◆ **Provided passage**:
*** Block opens ***
The other reaction was that this was obviously misinformation because computers are perfect, and don’t put “spin” on information like humans do.

The following are from links from IBM, Google Cloud, Wired and CNN.

IBM: Rely on human oversight  “Making sure a human being is validating and reviewing AI outputs is a final backstop measure to prevent hallucinations. Involving human oversight ensures that, if the AI hallucinates, a human will be available to filter and correct it. A human reviewer can also offer subject matter expertise that enhances their ability to evaluate AI content for accuracy and relevance to the task.”

Google Cloud:  What are AI Hallucinations?

“AI hallucinations are incorrect or misleading results that AI models generate. These errors can be caused by a variety of factors, including insufficient training data, incorrect assumptions made by the model, or biases in the data used to train the model. AI hallucinations can be a problem for AI systems that are used to make important decisions, such as medical diagnoses or financial trading”.
*** Block closes ***
◆ **Excerpted records**:
*** Block opens ***
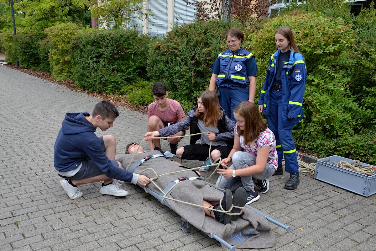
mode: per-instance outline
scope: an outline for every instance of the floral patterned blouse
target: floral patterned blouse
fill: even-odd
[[[244,149],[245,152],[247,152],[256,156],[257,156],[257,148],[261,148],[266,146],[270,147],[269,151],[269,156],[267,163],[277,169],[278,166],[278,156],[277,155],[277,149],[276,148],[276,138],[274,134],[268,128],[262,132],[257,137],[255,142],[255,146],[252,148],[249,146],[244,145],[244,138],[243,136],[239,136],[238,134],[238,126],[235,127],[235,132],[237,135],[240,138],[240,146]]]

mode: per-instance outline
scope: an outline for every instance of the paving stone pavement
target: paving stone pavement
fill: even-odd
[[[121,198],[100,194],[99,183],[83,185],[83,196],[70,199],[53,167],[55,138],[65,113],[91,112],[99,99],[3,66],[0,90],[0,250],[227,250],[194,227],[180,231],[180,217],[135,185],[124,184],[129,195]],[[118,109],[106,132],[117,139],[117,156],[141,141],[147,122]],[[365,197],[304,174],[290,191],[283,189],[287,179],[272,177],[269,191],[251,204],[291,228],[271,223],[277,245],[262,250],[375,250],[376,195]]]

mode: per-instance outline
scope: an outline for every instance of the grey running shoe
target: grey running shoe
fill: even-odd
[[[82,192],[80,191],[80,187],[74,187],[68,182],[68,181],[65,179],[62,180],[60,181],[60,184],[61,184],[61,187],[64,189],[64,190],[67,193],[69,198],[72,199],[74,199],[79,198],[83,195]]]

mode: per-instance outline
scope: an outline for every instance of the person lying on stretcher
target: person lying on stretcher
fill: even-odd
[[[143,153],[145,152],[144,149],[141,146],[135,143],[132,143],[127,146],[125,154],[133,154],[135,153]],[[164,158],[160,158],[158,159],[165,160]],[[177,162],[172,161],[176,163],[177,165],[180,166]],[[224,211],[228,211],[233,205],[240,207],[244,207],[247,202],[246,192],[244,187],[239,187],[234,193],[233,196],[231,190],[227,189],[225,191],[223,195],[223,198],[221,201],[222,208]],[[206,207],[214,208],[216,210],[222,211],[219,202],[208,201],[205,200],[203,201],[203,205]],[[231,210],[231,213],[237,213],[240,212],[240,208],[233,207]],[[208,216],[215,218],[218,221],[224,224],[229,223],[231,221],[235,221],[238,219],[238,215],[231,215],[225,213],[211,210],[210,209],[204,208],[204,211],[205,214]]]

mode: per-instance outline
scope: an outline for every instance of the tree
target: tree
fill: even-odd
[[[152,15],[144,9],[143,0],[100,0],[91,9],[92,16],[105,29],[123,29],[135,18],[143,20]]]
[[[199,21],[225,19],[229,23],[233,18],[245,23],[252,18],[267,17],[269,6],[276,2],[276,0],[183,1],[196,7],[196,16]]]

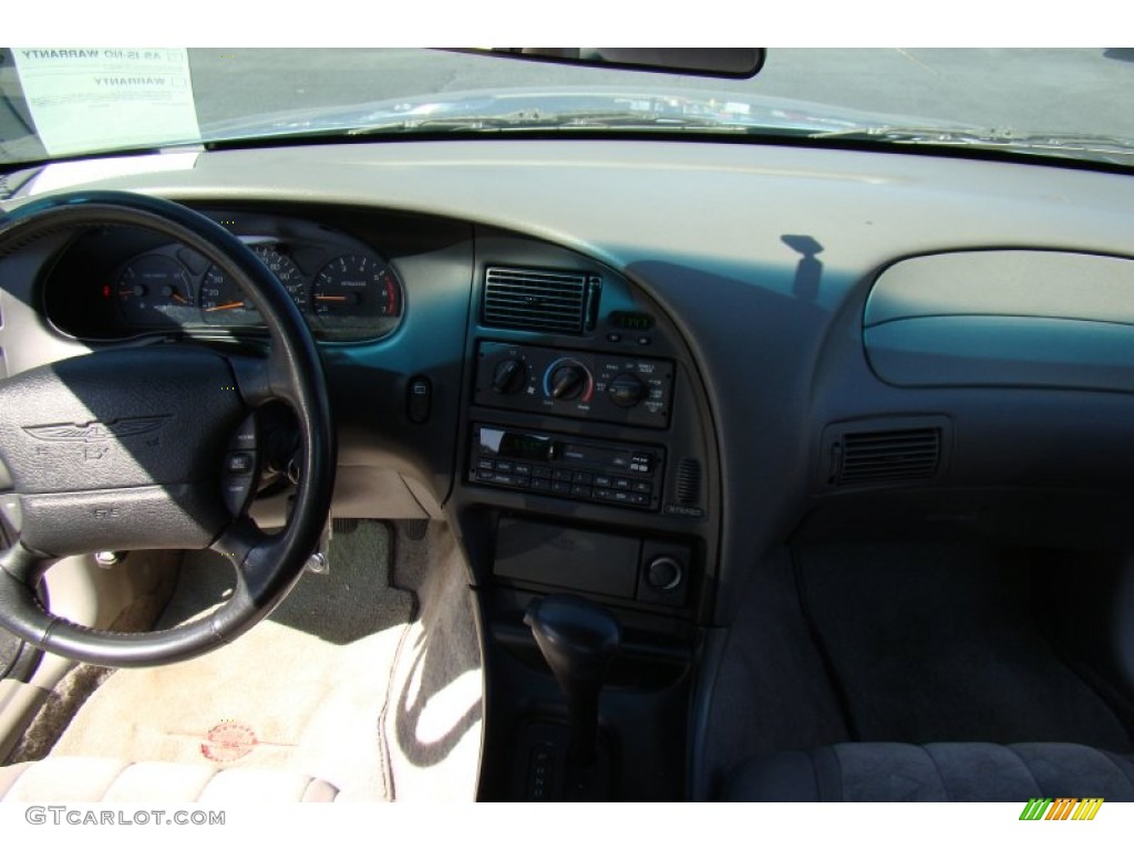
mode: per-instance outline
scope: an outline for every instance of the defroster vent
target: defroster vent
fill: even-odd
*** Block closes ***
◆ **Explore the material**:
A: For the passage on AI hallucinations, say whether each statement agrees with it: (i) the quoted material comes from links from IBM, Google Cloud, Wired and CNN; (ii) IBM calls human review the first measure against hallucinations; (iii) Google Cloud lists insufficient training data as one possible cause of hallucinations. Answer yes or no for each, quoting the words that decide it.
B: Pick up the passage on AI hallucinations after its last sentence and continue writing it.
The listing has no connection to the passage on AI hallucinations.

◆ **Exercise answers**:
A:
(i) Yes: "The following are from links from IBM, Google Cloud, Wired and CNN."
(ii) No: "a final backstop measure to prevent hallucinations"
(iii) Yes: "including insufficient training data"

B:
WIRED In Defense of AI Hallucinations.                                                   

“It’s a big problem when chatbots spew untruths. But we should also celebrate these hallucinations as prompts for human creativity and a barrier to machines taking over.”

CNN Business AI tools make things up a lot, and that’s a huge problem.                   

“The reality, Venkatasubramanian said, is that large language models — the technology underpinning AI tools like ChatGPT — are simply trained to “produce a plausible sounding answer” to user prompts. “So, in that sense, any plausible-sounding answer, whether it’s accurate or factual or made up or not, is a reasonable answer, and that’s what it produces,” he said. “There is no knowledge of truth there.”

The AI researcher said that a better behavioural analogy than hallucinating or lying, which carries connotations of something being wrong or having ill-intent, would be comparing these computer outputs to the way his young son would tell stories at age four. “You only have to say, ‘And then what happened?’ and he would just continue producing more stories,” Venkatasubramanian said. “And he would just go on and on.”